**TASKS FOR THIS EXERCISE**:
**1.** List every percentage figure in the passage on Alberta's TIER carbon pricing, and say what each one describes.
**2.** Please answer from the passage on Alberta's TIER carbon pricing: how much per year does the modelling say benchmarks must be tightened?
**3.** Summarize the passage on Alberta's TIER carbon pricing in two sentences.

**TEXT TO READ**:
** Start **
As we elaborate in our recent report, the stringency of obligations under TIER must be significantly tightened to maintain demand for credits and offsets and to reach equivalence with the federal backstop and consistency with the federal 2030 Emissions Reduction Plan.

The risk of oversupply is inherent in the “output-based” design of Alberta’s TIER regime, in which an industrial facility’s compliance obligations are determined by its emission intensity – that is, its greenhouse gases relative to the amount of a given product it produces.

Specifically, TIER assigns each facility a benchmark emission intensity above which an industrial facility faces obligations to pay the carbon price and below which it generates credits. The Alberta government’s proceeds from payments of the carbon price financially support decarbonization projects. Certain decarbonization projects – like renewable electricity generation or carbon capture and storage – also create offsets that emitters can purchase to satisfy their obligations.

The aim of this output-based design is to provide continuing incentive for emission reductions while buffering the impact on industrial facilities’ competitiveness. In a world where many countries do not price carbon, imposing the full costs from carbon pricing on Canadian producers could result in so-called “carbon leakage” to foreign producers who don’t face a similar burden.

But, there’s a flip side: If TIER’s benchmarks are too generous, overall obligations will be insufficient to absorb the available credits and offsets. This creates a “chicken and egg” problem for those considering investments in decarbonization. If project developers fear an oversupplied market for TIER credits and offsets, they won’t go ahead. The simple reality is that someone must pay for decarbonization.

In our recent report, we consider the implications for the TIER market if Alberta’s industrial facilities achieve the goal of a roughly 40-per-cent reduction in emissions by 2030 in the federal Emissions Reduction Plan. We show that, even with the accelerated tightening of TIER benchmarks proposed by Alberta’s government, emission credits would substantially exceed obligations in coming years.

Alberta’s government has proposed tightening most benchmarks by 2 per cent a year. However, our modelling indicates that benchmarks must be tightened by 5 per cent a year to avoid an oversupplied market for TIER credits while reducing emissions as targeted in the federal plan.

A plan for reducing emissions by 40 per cent does not mean Alberta’s industrial facilities will actually achieve the target. Indeed, certain voices from industry have raised concerns over the speed and scale of the federal climate target. The pending decisions about the future stringency of Alberta’s TIER therefore represent a test of whether governments are truly serious about using carbon pricing as the linchpin of Canada’s decarbonization goals.

Given uncertainties facing Alberta’s decarbonization pathway, we believe Alberta should pursue an “adaptive” approach for tightening TIER stringency to ensure that demand for credits and offsets will consistently exceed supply.

This could take the form of a rule to increase the stringency every year to the degree necessary to keep demand for credits consistently higher than supply. This would give industry the confidence to invest now in long-term decarbonization, knowing that they can count on the future value of the credits they earn.

Finally, present tensions around Alberta’s TIER highlight wider questions about industrial competitiveness as carbon costs become more and more significant.

Canada accepts a province-by-province patchwork of different carbon pricing systems, equivalent to the federal system though adapted to each province’s industrial needs.

But, as stringency tightens and carbon pricing rises, provincial governments will need to work with Ottawa to find more durable solutions – such as border carbon adjustments that impose tariffs on the carbon content of imports and could also rebate the carbon price to exporters.

Carbon pricing should remain the backbone of Canada’s emission reduction plans. And yet, without strengthening output-based pricing systems in Alberta and beyond, the potential for carbon pricing to drive deep industrial decarbonization could turn out to be a pipe dream.
** End **
**MATERIAL**:
** Start **
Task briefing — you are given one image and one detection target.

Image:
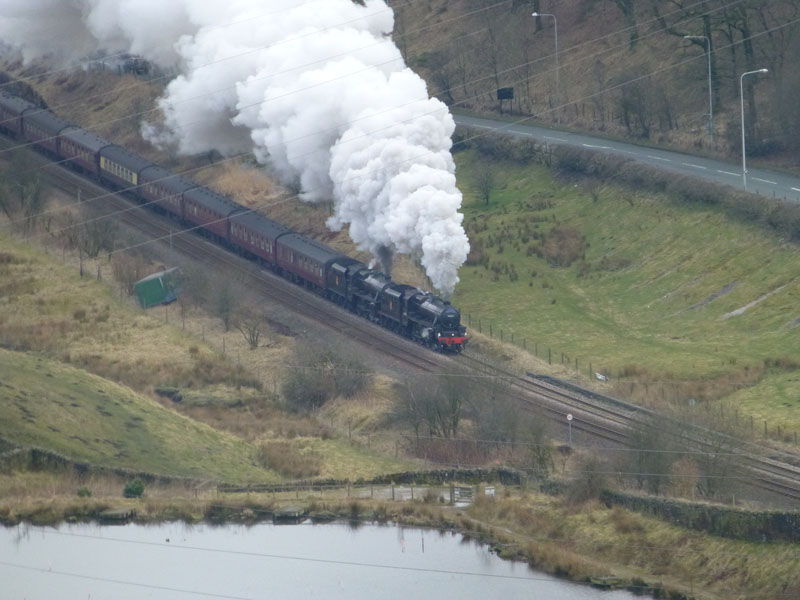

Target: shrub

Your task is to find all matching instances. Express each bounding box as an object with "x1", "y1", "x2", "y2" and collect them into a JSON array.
** End **
**EXERCISE SOLUTIONS**:
**1.**
- 40 per cent: the rough reduction in emissions by 2030 set as a goal in the federal Emissions Reduction Plan
- 2 per cent: the yearly tightening of most benchmarks proposed by Alberta's government
- 5 per cent: the yearly tightening that the modelling indicates is needed to avoid an oversupplied market for TIER credits while reducing emissions as the federal plan targets

**2.** By 5 per cent a year.

**3.** Alberta's output-based TIER system risks an oversupply of credits and offsets, which would discourage investment in decarbonization, and the authors' modelling shows that benchmarks must tighten by 5 per cent a year, not the proposed 2 per cent, to avoid this while meeting the federal 2030 target. The authors recommend an adaptive rule that raises stringency each year so demand for credits stays above supply, and they say provinces will need to work with Ottawa on more durable solutions such as border carbon adjustments.